__Given data__.
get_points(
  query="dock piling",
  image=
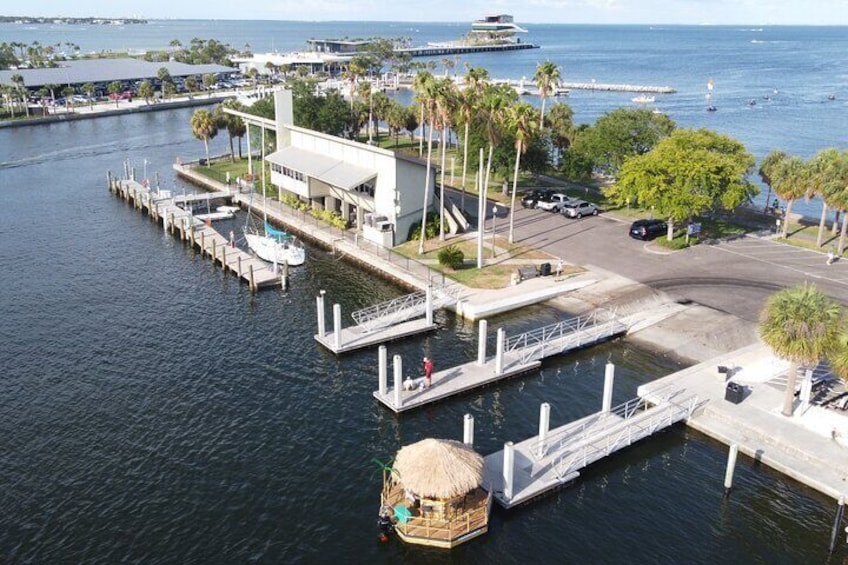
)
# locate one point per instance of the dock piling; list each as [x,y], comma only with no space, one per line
[731,465]
[468,430]
[837,521]
[337,325]
[319,300]
[508,471]
[398,367]
[544,426]
[382,362]
[481,342]
[609,377]
[500,351]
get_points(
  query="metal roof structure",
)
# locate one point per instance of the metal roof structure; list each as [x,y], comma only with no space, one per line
[333,171]
[82,71]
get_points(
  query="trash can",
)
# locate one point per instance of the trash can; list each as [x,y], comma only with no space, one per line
[734,393]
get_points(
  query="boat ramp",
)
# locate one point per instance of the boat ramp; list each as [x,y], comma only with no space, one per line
[516,355]
[162,206]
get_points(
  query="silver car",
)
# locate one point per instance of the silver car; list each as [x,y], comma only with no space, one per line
[579,208]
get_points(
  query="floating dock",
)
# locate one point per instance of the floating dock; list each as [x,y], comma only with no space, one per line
[517,355]
[525,470]
[162,206]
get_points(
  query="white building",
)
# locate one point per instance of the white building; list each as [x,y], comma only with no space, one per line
[378,191]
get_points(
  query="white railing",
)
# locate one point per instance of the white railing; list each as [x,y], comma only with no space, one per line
[568,334]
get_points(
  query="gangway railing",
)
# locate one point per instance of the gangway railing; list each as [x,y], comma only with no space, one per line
[568,334]
[595,437]
[403,308]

__Exercise__. Return each line of the items above that contains the string "white".

__Final result__.
  query="white building",
# locate one point per instance of the white building; list each as [x,y], comma only with no space, one per line
  query="white railing",
# locate one point per instance of the white railing; list each as [x,y], comma only with no space, one per line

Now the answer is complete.